* **WHAT TO WORK ON**: Would you count how many lines of the entries below include the word "after"? Give nothing but the number.

---------- EXTRACTED RECORDS ----------

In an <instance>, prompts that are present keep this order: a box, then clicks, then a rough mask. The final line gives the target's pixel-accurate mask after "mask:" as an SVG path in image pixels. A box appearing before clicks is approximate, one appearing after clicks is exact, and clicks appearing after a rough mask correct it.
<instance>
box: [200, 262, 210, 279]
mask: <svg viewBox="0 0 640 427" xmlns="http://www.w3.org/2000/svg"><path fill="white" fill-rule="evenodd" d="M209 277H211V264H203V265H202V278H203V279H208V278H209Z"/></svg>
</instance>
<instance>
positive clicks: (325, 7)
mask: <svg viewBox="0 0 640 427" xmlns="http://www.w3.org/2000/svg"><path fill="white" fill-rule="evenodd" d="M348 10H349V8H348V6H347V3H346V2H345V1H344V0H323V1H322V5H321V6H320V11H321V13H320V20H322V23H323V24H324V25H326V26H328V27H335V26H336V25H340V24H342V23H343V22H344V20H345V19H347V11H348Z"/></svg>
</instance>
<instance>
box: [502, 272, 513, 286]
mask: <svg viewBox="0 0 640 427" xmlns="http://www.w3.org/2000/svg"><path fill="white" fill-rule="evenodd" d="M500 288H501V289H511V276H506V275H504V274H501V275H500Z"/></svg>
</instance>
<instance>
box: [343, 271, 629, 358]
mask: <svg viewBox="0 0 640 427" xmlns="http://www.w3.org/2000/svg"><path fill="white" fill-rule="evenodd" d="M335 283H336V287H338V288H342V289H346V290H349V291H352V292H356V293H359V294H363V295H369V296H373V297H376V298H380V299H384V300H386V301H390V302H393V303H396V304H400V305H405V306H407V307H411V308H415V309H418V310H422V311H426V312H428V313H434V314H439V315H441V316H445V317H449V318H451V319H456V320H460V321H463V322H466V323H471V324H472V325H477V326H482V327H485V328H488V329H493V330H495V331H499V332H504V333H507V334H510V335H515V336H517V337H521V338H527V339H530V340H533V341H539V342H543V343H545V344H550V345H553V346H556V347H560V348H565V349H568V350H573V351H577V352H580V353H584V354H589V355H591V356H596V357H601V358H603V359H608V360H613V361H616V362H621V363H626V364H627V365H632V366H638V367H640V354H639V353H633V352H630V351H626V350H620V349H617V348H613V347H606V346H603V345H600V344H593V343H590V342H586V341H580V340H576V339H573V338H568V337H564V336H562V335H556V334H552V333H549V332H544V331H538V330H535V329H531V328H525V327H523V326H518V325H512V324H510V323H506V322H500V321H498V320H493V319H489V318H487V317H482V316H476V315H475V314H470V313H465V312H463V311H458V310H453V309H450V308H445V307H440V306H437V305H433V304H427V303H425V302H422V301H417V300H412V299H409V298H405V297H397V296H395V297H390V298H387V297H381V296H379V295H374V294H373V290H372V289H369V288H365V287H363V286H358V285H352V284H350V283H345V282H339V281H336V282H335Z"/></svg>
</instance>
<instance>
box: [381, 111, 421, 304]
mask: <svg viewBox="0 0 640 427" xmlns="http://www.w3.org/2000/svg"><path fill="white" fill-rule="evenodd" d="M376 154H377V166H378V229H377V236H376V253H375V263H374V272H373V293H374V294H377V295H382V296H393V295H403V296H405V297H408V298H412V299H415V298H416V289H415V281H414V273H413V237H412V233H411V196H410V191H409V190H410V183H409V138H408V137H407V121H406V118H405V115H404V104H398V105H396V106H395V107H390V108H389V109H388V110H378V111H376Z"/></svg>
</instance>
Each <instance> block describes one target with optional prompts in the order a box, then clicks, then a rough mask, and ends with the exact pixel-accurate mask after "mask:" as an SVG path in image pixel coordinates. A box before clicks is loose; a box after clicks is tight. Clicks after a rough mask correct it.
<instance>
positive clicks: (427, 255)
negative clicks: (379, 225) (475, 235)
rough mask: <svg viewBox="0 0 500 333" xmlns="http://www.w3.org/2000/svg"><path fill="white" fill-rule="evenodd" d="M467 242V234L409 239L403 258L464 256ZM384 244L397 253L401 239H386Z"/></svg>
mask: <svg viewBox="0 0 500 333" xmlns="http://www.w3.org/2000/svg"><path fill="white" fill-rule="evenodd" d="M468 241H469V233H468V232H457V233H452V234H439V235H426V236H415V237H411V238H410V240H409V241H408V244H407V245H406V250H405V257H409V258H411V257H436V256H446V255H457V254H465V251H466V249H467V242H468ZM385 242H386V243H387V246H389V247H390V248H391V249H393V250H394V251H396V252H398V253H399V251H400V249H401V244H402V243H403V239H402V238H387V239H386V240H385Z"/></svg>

----------

* **OUTPUT OF THE EXERCISE**: 2